** START OF SUPPLIED DATA **

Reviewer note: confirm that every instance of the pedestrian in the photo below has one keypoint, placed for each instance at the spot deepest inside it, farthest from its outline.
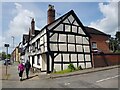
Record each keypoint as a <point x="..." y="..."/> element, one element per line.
<point x="27" y="66"/>
<point x="21" y="70"/>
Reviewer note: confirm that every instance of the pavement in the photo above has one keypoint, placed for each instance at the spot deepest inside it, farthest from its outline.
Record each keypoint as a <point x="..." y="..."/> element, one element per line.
<point x="104" y="77"/>
<point x="13" y="73"/>
<point x="85" y="71"/>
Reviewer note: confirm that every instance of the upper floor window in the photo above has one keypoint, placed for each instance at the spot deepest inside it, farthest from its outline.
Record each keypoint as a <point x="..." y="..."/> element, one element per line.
<point x="94" y="45"/>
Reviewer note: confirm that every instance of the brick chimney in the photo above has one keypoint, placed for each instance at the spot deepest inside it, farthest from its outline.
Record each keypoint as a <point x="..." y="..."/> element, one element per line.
<point x="32" y="26"/>
<point x="51" y="14"/>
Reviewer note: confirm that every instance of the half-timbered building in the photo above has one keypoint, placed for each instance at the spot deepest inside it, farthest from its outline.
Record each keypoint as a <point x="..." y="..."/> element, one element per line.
<point x="61" y="42"/>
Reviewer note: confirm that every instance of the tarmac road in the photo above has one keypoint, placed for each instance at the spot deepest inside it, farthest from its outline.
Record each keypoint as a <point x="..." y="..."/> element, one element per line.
<point x="100" y="79"/>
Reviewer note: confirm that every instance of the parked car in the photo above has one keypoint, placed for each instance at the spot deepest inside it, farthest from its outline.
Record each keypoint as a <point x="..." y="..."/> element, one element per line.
<point x="7" y="61"/>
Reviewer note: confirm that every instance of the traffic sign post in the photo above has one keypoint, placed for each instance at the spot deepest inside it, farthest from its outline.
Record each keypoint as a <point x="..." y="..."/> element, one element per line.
<point x="6" y="63"/>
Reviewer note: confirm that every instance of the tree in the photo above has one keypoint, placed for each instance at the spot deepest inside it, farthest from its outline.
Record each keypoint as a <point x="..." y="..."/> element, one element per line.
<point x="3" y="55"/>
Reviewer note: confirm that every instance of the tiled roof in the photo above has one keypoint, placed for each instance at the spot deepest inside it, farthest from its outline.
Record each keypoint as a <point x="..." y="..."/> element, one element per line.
<point x="91" y="30"/>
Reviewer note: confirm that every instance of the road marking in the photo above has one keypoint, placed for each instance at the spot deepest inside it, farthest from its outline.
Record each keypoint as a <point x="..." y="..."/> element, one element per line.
<point x="67" y="83"/>
<point x="107" y="78"/>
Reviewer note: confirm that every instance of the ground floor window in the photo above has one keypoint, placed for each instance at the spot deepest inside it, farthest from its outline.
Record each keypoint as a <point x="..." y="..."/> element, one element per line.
<point x="38" y="59"/>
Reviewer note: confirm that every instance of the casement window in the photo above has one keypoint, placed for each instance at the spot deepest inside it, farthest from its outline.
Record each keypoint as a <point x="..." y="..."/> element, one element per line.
<point x="38" y="59"/>
<point x="94" y="45"/>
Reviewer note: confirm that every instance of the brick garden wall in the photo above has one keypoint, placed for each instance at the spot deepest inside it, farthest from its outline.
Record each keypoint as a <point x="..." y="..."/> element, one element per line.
<point x="106" y="59"/>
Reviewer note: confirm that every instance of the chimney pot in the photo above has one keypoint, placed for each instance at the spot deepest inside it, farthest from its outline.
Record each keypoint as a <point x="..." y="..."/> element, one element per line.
<point x="50" y="14"/>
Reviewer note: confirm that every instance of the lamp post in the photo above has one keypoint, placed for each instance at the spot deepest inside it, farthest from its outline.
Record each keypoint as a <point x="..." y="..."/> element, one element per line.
<point x="13" y="40"/>
<point x="6" y="45"/>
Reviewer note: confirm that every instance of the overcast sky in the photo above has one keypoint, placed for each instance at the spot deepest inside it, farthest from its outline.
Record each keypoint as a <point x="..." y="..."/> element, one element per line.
<point x="16" y="16"/>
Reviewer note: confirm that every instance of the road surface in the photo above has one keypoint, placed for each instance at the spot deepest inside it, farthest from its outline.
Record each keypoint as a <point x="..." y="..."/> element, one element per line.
<point x="100" y="79"/>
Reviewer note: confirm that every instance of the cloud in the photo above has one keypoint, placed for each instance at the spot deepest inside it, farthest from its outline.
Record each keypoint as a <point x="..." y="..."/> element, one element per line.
<point x="21" y="22"/>
<point x="109" y="23"/>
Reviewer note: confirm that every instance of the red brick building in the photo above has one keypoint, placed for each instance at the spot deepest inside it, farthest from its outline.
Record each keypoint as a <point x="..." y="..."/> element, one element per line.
<point x="99" y="40"/>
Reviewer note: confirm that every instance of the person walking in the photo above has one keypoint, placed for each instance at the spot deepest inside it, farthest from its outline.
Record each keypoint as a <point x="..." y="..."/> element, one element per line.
<point x="27" y="66"/>
<point x="21" y="70"/>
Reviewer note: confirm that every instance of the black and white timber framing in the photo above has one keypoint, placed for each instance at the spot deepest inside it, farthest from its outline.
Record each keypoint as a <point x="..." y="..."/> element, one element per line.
<point x="60" y="43"/>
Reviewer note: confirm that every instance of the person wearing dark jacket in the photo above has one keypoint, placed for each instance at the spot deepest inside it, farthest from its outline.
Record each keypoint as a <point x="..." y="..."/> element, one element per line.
<point x="27" y="66"/>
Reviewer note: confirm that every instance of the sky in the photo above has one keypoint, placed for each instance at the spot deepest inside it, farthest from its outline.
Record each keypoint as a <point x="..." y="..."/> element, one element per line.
<point x="15" y="18"/>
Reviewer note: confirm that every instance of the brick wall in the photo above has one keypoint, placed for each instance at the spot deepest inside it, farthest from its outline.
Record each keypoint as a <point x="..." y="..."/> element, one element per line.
<point x="101" y="42"/>
<point x="106" y="59"/>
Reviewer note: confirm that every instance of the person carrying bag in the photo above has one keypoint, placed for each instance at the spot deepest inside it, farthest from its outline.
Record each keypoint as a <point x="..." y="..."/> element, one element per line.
<point x="21" y="70"/>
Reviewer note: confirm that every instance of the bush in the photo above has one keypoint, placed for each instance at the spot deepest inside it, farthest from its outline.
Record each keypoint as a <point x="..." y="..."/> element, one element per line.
<point x="71" y="67"/>
<point x="80" y="68"/>
<point x="54" y="71"/>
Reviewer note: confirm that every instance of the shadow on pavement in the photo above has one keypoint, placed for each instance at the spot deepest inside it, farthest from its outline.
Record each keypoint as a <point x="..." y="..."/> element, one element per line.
<point x="29" y="77"/>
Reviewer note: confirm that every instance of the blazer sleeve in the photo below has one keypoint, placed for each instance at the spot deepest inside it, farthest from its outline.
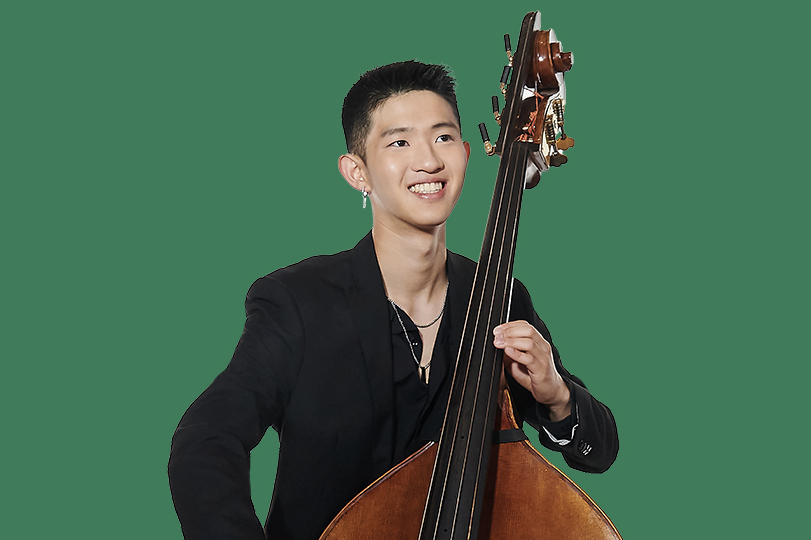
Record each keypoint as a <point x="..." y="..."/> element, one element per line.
<point x="209" y="464"/>
<point x="594" y="443"/>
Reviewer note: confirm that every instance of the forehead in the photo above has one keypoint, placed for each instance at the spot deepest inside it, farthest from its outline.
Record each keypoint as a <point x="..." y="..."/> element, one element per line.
<point x="420" y="109"/>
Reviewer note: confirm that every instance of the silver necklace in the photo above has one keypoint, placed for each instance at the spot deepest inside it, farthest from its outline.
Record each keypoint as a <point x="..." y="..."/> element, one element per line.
<point x="444" y="303"/>
<point x="397" y="309"/>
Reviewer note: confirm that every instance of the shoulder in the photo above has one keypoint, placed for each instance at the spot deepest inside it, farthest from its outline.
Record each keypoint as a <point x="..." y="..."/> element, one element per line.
<point x="312" y="275"/>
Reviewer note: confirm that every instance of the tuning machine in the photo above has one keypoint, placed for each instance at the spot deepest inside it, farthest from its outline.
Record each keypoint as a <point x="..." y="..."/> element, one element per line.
<point x="488" y="146"/>
<point x="565" y="142"/>
<point x="556" y="158"/>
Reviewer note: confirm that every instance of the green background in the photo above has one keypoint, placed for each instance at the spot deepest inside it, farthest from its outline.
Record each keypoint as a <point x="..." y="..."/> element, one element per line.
<point x="157" y="157"/>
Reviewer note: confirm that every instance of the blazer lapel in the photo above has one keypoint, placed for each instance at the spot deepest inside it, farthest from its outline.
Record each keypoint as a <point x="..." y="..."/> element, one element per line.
<point x="369" y="311"/>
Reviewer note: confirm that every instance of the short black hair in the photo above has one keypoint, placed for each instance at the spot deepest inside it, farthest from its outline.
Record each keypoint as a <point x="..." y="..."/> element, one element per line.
<point x="376" y="86"/>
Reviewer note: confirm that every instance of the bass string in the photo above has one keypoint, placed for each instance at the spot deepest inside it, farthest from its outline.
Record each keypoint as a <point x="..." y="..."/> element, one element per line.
<point x="501" y="230"/>
<point x="509" y="228"/>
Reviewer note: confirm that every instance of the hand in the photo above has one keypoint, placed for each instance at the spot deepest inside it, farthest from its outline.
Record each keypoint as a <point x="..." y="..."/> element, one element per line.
<point x="528" y="358"/>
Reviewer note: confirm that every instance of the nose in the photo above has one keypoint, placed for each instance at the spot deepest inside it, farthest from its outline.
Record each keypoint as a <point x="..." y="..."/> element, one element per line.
<point x="428" y="160"/>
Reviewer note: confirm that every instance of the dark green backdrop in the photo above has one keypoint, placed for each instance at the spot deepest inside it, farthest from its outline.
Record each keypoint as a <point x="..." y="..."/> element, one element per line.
<point x="157" y="157"/>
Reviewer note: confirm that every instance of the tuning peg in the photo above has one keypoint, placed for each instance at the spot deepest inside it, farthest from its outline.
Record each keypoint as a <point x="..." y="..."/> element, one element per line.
<point x="496" y="111"/>
<point x="565" y="142"/>
<point x="488" y="147"/>
<point x="556" y="159"/>
<point x="505" y="79"/>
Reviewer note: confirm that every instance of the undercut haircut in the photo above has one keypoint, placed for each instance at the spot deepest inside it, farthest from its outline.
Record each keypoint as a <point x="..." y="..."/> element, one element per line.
<point x="376" y="86"/>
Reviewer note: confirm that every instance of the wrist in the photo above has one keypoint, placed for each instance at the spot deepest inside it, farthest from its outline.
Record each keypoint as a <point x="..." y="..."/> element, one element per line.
<point x="562" y="406"/>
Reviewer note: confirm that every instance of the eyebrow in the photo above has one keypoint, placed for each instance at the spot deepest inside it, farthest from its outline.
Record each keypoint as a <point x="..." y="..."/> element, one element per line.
<point x="395" y="130"/>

** END OF SUPPLIED DATA **

*EXERCISE PROMPT:*
Reproduce, word for word, every line of the records from the one containing "Reviewer note: confirm that every instance of the wrist" through the final line, both included.

*EXERCISE ANSWER:*
Reviewer note: confirm that every instance of the wrist in the photo above has one keypoint, placed for each instance at the spot deepest inside it, farthest from its outline.
Record each keypoint as a <point x="..." y="..."/> element, one element per line.
<point x="562" y="406"/>
Reviewer note: confirm that every instance of the eyebrow in the photo above has one keypoint, placed for each instance at the spot deepest inside it, farthest from its outline.
Record each keypoint as a <point x="..." y="..."/> element, one element per line.
<point x="395" y="130"/>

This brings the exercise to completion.